STATED TASK – Copy word for word the passage of the Grammy nominations article starting with "The day when" and going on through "is much needed.".

The day when Grammy nominations are announced, an annual event, is always controversial. 2020 was a very tough year for society, but it’s safe to say it was a very good one for music, stacked with some of the best and most interesting releases of the past few years. Therefore, it was predictable that the discussion around them was going to be lengthy — however, very few could’ve predicted what was to come for the 63rd Grammy Awards. Some of the decisions that were taken by the Recording Academy and announced on November 24th have raised uncountable questions and started endless arguments about the state of the industry and the criteria of those behind ceremony. While some of these will remain unanswered, a deeper analysis is much needed.

First of all, addressing the elephant in the room is crucial. The Weeknd was by far the public and the experts’ favorite to lead the main categories — his album After Hours was an enormous commercial success from the moment it was released, and it was accompanied by one of the biggest hits in the history of the Billboard Hot 100 with ‘Blinding Lights,’ which recently broke the record for the most weeks in the Top 10 by a single, with a total of 40. When the 63rd Grammy Awards’ nominations were announced on Tuesday afternoon, the confusion over why he had not received a single nod was evident. There isn’t much that could justify this decision — Abel Tesfaye had the critics, the public, the fans, the career, and the perfect momentum behind him to become a big, practically unchallenged champion for the 2021 ceremony. To see an artist who poured his heart and soul into a piece that captured the heart of millions while showing a type of vulnerability and versatility that is not always common for men in the mainstream scene get ignored in music’s biggest ceremony is, to any fan, quite upsetting. TMZ has already reported that sources close to the musician’s team believe that the snubs may be related to failed discussions in which the future halftime show performer was given an ultimatum to pick between performing at the Super Bowl or music’s biggest night. The Weeknd himself has taken Twitter to refer to the situation as a showcase of corruption. Still, as details of these claims remain unclear, an explanation to one of the biggest upsets in the Grammy’s recent history might never be given.

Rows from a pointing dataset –
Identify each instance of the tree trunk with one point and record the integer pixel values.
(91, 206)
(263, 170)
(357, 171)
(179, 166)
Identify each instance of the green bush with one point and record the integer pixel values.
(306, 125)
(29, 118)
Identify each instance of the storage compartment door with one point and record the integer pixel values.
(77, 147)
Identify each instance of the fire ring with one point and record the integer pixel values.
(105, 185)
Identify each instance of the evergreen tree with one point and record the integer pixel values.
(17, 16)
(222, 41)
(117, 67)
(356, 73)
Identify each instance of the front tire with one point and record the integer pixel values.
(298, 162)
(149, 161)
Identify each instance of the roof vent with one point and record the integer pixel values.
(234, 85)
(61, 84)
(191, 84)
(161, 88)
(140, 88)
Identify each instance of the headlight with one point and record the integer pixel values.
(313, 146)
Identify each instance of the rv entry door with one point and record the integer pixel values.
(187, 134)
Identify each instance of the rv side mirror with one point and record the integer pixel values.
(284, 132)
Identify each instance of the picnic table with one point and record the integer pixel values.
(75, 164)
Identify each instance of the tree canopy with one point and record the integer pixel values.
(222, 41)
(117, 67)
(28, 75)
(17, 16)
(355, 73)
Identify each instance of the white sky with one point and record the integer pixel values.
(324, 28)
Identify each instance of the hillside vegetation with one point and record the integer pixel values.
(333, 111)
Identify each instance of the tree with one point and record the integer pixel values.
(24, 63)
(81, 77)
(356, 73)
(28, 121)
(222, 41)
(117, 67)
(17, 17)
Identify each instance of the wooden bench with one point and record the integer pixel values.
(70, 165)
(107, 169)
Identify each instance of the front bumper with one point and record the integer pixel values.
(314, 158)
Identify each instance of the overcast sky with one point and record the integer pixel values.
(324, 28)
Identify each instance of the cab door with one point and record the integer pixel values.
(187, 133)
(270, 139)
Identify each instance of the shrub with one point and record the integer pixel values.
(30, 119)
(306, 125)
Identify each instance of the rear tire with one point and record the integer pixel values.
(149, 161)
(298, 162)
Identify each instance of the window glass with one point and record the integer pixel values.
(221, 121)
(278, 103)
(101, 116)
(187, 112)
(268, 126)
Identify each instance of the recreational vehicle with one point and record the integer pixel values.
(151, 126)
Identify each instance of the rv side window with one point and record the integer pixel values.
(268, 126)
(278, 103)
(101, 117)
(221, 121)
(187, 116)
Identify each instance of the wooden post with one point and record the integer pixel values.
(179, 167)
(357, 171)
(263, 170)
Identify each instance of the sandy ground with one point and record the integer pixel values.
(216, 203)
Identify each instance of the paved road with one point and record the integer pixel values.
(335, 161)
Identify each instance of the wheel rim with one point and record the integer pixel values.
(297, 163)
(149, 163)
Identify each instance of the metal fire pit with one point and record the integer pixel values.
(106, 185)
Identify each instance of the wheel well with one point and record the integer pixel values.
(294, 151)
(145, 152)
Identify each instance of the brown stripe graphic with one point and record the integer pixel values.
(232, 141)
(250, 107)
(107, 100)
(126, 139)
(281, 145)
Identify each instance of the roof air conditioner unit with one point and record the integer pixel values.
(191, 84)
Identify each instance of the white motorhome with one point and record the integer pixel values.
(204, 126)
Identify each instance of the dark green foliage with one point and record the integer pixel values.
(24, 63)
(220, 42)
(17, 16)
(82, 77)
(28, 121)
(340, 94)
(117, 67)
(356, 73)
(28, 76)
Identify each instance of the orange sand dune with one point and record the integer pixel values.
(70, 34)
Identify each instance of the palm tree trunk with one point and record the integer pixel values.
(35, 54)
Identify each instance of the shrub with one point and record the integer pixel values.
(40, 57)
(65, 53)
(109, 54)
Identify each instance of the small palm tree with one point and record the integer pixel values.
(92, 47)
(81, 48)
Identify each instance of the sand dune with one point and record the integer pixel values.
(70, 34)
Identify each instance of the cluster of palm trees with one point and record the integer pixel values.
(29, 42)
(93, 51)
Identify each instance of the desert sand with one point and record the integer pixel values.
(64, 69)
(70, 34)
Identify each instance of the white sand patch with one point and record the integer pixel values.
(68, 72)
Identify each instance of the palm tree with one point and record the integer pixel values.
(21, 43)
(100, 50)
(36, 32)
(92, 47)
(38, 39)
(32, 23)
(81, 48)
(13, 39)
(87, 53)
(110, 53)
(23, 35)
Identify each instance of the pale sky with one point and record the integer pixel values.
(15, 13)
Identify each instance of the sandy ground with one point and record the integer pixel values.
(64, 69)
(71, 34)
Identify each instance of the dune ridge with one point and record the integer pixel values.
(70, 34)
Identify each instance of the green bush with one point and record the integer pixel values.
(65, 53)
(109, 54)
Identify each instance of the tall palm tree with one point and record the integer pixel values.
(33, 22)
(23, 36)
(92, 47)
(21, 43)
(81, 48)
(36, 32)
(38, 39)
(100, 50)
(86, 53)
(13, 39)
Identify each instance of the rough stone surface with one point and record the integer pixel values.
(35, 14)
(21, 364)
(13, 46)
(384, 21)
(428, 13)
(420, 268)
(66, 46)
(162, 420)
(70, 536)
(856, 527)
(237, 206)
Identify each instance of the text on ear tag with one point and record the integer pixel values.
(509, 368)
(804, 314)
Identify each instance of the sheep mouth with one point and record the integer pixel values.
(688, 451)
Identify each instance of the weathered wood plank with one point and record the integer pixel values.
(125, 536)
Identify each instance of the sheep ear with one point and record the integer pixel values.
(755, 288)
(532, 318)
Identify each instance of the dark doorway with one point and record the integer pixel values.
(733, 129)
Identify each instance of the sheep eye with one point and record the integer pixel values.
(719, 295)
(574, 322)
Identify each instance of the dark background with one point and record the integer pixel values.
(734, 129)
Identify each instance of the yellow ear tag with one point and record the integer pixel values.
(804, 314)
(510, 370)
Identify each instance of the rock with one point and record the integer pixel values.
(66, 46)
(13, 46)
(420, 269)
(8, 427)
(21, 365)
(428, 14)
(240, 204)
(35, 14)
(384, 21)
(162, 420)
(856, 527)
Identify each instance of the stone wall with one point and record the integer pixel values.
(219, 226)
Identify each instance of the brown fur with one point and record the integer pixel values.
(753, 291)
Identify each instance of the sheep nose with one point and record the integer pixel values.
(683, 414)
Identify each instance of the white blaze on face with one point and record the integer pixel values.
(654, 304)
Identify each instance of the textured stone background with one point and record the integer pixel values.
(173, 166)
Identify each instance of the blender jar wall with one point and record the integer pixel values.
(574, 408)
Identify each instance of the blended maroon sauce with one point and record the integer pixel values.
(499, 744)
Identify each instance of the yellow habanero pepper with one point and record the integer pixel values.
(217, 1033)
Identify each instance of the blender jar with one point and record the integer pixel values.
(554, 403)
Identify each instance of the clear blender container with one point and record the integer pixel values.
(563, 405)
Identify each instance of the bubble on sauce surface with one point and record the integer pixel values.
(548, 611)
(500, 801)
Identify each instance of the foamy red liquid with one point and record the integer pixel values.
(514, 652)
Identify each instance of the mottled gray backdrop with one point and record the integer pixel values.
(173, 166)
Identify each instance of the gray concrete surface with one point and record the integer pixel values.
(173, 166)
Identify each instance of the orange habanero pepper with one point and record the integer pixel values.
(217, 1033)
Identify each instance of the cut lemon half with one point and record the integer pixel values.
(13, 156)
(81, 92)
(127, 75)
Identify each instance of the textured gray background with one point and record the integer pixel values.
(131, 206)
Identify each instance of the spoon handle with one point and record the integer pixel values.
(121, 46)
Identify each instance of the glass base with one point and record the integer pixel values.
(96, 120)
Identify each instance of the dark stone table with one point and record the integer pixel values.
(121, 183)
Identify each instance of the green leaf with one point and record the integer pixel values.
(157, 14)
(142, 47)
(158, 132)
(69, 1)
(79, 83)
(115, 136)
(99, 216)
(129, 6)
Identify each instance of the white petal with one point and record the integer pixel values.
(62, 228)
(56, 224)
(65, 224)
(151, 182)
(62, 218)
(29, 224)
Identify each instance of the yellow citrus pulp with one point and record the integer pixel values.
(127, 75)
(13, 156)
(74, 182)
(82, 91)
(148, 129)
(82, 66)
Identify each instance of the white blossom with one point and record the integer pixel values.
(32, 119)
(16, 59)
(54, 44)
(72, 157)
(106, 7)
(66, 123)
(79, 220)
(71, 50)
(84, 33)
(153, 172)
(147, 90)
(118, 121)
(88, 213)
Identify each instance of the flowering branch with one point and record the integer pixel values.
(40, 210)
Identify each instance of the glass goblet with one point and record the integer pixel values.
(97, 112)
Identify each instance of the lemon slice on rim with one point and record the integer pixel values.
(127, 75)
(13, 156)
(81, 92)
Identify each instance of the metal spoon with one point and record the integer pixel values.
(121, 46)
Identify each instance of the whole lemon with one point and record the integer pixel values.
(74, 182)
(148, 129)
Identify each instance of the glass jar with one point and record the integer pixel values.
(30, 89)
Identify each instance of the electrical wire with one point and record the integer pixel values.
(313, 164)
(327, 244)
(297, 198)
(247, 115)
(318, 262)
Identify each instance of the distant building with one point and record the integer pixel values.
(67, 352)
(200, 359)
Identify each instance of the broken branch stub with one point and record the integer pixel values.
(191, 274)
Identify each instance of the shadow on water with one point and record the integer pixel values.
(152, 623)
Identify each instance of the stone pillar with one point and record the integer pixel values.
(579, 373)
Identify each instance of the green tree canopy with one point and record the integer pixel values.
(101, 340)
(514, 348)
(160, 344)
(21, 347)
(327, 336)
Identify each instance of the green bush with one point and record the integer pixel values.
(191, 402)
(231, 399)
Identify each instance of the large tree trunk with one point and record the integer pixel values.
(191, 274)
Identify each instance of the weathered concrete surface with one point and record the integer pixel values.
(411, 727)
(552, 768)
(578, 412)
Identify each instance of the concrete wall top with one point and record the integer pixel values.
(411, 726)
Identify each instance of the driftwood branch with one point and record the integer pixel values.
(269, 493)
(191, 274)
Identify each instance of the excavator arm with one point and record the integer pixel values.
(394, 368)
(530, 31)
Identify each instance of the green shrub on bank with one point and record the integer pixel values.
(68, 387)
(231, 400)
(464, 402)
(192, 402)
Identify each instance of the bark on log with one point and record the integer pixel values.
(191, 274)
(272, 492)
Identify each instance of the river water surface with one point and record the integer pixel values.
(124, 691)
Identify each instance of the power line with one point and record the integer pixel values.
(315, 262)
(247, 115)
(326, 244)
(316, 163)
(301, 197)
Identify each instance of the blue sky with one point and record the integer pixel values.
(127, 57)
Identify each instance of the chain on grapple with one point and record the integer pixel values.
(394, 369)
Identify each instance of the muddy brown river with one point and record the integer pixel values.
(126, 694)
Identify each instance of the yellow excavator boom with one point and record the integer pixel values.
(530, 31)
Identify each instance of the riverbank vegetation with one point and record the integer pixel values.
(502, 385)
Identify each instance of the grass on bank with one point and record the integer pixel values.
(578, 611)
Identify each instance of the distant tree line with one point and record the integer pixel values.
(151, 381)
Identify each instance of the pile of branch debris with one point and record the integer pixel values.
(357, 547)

THE REPLY –
The day when Grammy nominations are announced, an annual event, is always controversial. 2020 was a very tough year for society, but it’s safe to say it was a very good one for music, stacked with some of the best and most interesting releases of the past few years. Therefore, it was predictable that the discussion around them was going to be lengthy — however, very few could’ve predicted what was to come for the 63rd Grammy Awards. Some of the decisions that were taken by the Recording Academy and announced on November 24th have raised uncountable questions and started endless arguments about the state of the industry and the criteria of those behind ceremony. While some of these will remain unanswered, a deeper analysis is much needed.